[Data entries]
---
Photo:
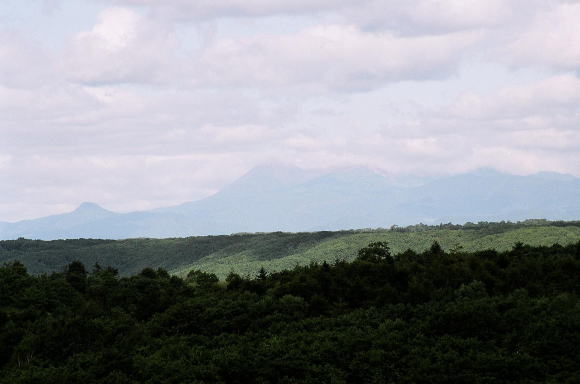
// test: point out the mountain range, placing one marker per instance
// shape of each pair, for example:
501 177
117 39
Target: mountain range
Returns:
282 198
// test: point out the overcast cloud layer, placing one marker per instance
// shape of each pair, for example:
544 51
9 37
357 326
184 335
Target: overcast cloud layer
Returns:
136 104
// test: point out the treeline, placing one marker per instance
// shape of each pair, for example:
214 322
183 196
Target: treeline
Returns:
428 317
486 226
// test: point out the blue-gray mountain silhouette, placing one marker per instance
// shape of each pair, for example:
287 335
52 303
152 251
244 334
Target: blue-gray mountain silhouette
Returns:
281 198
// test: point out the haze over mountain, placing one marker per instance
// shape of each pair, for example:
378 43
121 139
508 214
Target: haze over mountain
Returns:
282 198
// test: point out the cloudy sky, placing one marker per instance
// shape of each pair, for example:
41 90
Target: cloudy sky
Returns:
136 104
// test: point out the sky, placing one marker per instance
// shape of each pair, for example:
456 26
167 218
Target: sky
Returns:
137 104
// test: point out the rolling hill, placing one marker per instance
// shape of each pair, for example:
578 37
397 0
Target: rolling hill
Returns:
274 198
247 253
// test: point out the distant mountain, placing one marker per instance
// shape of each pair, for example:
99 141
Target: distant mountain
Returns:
282 198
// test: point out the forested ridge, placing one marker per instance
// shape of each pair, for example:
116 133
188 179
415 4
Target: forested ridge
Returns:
413 317
246 253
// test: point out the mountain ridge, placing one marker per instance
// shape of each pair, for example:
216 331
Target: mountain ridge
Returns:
284 198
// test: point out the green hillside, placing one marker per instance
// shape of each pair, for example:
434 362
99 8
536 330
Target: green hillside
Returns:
247 253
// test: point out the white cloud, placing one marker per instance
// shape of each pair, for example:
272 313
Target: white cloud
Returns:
552 40
139 110
551 97
335 57
122 47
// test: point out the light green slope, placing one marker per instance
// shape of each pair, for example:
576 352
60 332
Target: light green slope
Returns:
246 260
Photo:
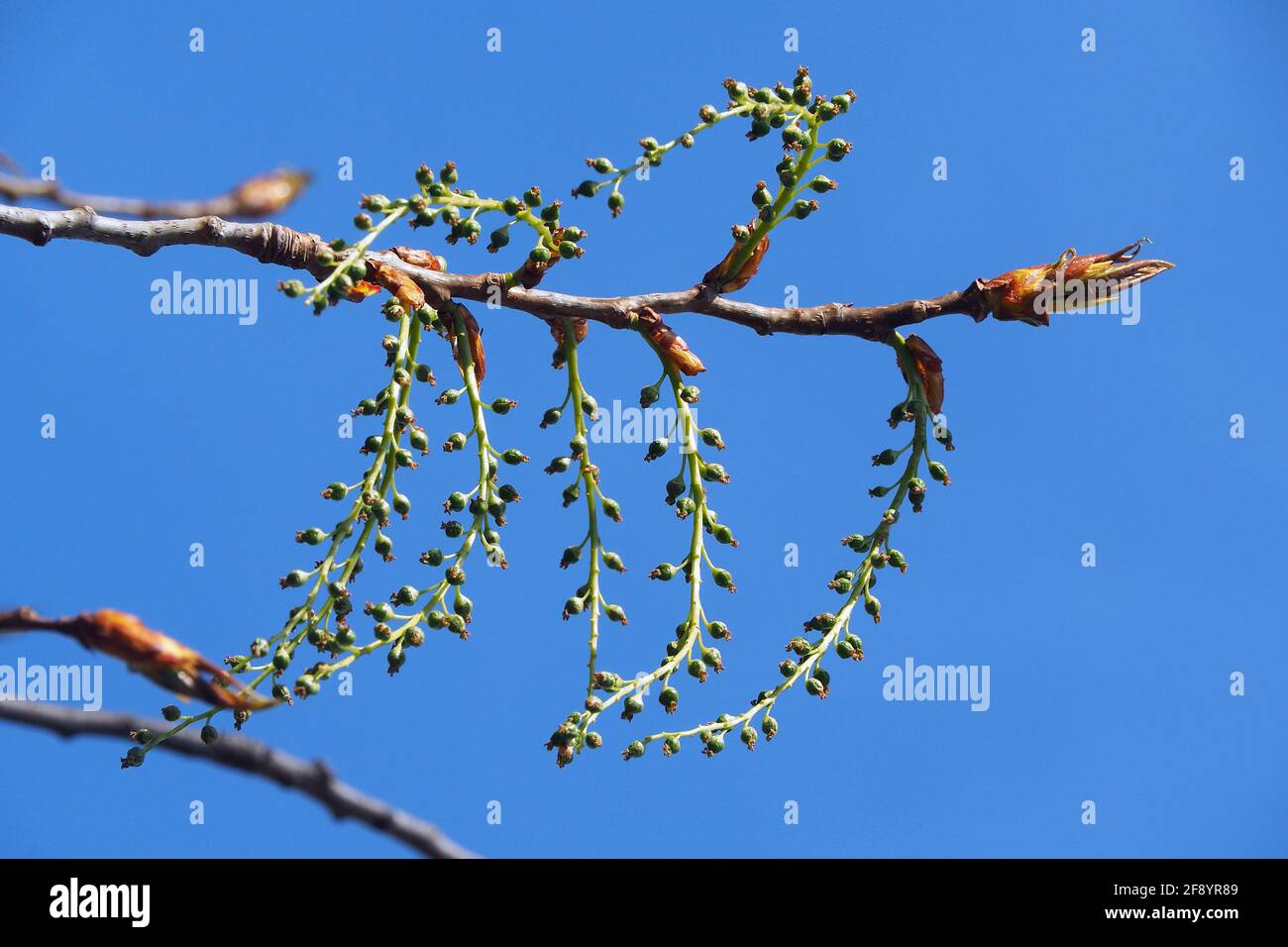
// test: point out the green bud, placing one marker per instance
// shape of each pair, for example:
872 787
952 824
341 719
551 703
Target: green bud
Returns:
872 605
395 657
803 209
134 757
715 474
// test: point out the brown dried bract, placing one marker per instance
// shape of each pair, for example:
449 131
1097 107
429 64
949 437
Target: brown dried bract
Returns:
267 193
930 368
420 258
1030 294
743 274
398 283
670 344
161 659
362 289
476 337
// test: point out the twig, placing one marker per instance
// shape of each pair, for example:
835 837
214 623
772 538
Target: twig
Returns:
273 244
236 751
254 197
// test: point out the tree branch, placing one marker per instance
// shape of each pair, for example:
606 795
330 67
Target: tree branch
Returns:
273 244
236 751
258 196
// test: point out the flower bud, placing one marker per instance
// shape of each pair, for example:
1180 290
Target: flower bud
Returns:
631 706
134 757
872 605
669 698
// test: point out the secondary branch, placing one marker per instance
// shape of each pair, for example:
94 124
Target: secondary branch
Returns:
244 754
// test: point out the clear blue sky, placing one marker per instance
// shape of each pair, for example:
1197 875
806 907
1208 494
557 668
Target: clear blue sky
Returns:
1108 684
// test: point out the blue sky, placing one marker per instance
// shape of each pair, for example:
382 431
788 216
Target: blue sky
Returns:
1108 684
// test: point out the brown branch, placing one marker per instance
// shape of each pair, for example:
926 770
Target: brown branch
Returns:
254 197
236 751
273 244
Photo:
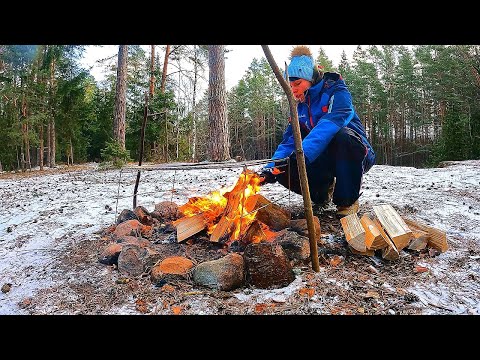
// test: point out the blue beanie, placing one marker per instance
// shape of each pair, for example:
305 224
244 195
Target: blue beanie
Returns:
---
* _WHAT YOU NEED TO DO_: Rewrite all of the data above with every "Returns" renamed to "Output" and nothing else changed. Omit the pictures.

* _TASK RESPONSE_:
Photo:
// test: point out the mountain range, placing one marker per instance
// shape of each pair, for example:
501 177
117 39
Target: mountain range
Output:
282 198
// test: point out the overcast cloud layer, placing one marker per instance
// shape of each pair, for example:
544 51
9 37
357 326
184 335
Target: overcast cloud layer
Output:
136 104
// test: point out the treeline, placing one marker per instance
// shape of each pair, for example:
214 322
183 196
Target: treeline
Output:
428 317
486 226
// test: point out the blue-gray mountain silhouette, placing one marker per instance
// shape of each pair, for example:
287 335
52 303
152 251
244 334
Target: blue-gray mountain silhouette
Output:
281 198
// test: point out the haze over mountain, placing one marker per instance
// shape of each pair, for example:
378 43
121 139
508 214
Target: haze over mountain
Output:
282 198
// test: point out the cloudy sky, placing one marker per instance
// shape of each pair, for example:
41 90
Target: cloudy sky
Output:
136 104
// test: point out the sky, placing one marker per instance
// shape of each pair, for example:
456 26
167 218
Target: sky
Output:
137 104
// test: point out the rolling hill, placing one marker per instance
// shape of each pair, for example:
578 37
397 0
Target: rolling hill
Output:
274 198
247 253
// test: point out the distant mountain, placing one marker per instance
// shape of each pair, for example:
99 141
Target: distant mountain
Output:
282 198
// test: point out the forested ridge, placing one marker per instance
// shape of each pair, for example:
116 133
188 179
415 4
Target: forested ridge
Output:
413 317
246 253
// test: point out the mountain ridge, placing one marker per instance
// shape of each pair, for example:
216 331
Target: mountain ridge
Output:
284 198
// test: point out the green hillside, placing one marker per instance
// shape of each pair, for example:
434 362
99 8
536 330
Target: green hillside
Output:
247 253
// test: point out the white cloud, placing one marker per instance
// shape of each pair, for example:
272 313
Target: white cloud
Output:
552 40
139 110
551 97
335 57
122 47
// test: point out the light green slope, placing one marker per instance
// shape of each pair, for example:
576 352
60 332
Target: light green slope
Output:
246 260
Photo:
// test: point out the green bud, placing one marker per instance
// shape of each pair, for example:
872 787
952 824
341 719
551 703
Target: green bud
Output:
872 605
395 657
803 209
134 757
715 474
// test: point out the brown dried bract, placing one marker per instance
// shape of each pair, for example:
449 131
1097 107
429 64
949 437
Target: brown dried bract
Output:
267 193
930 368
420 258
1030 294
743 274
398 283
670 344
161 659
362 289
476 337
// test: point out the twig, placing one marker per instance
// shape of each pair, for example:
835 837
214 623
772 538
Target: twig
Output:
273 244
236 751
254 197
// test: point out the tree branch, placing one marker per instance
// shape of each pair, for example:
606 795
330 67
Target: tree branch
Output:
273 244
236 751
258 196
// test: point out the flower bud, placing one marker per instance
// shape of each pair, for example:
1180 290
Target: flower bud
Output:
631 706
134 757
872 605
669 698
// test: point out the secondary branch, placing one marker per instance
// shape of each pair, for example:
94 124
Target: secondary branch
Output:
244 754
// test: point out the clear blue sky, placing one marker per instance
// shape of each pair, for example:
1197 875
806 907
1208 494
557 668
Target: clear blue sky
Output:
1108 684
// test: point out the blue sky, placing one marker per instance
// shape of each pair, for example:
382 431
788 216
Target: blue sky
Output:
1108 684
// test: point out the brown branch, placing one marker per instance
// shape of each pair, for example:
926 770
Target: brown branch
Output:
254 197
236 751
273 244
Photo:
// test: point out the blue beanie, placing one marker per instance
// shape of each pair, for example:
305 224
244 195
Target: blue beanie
Output:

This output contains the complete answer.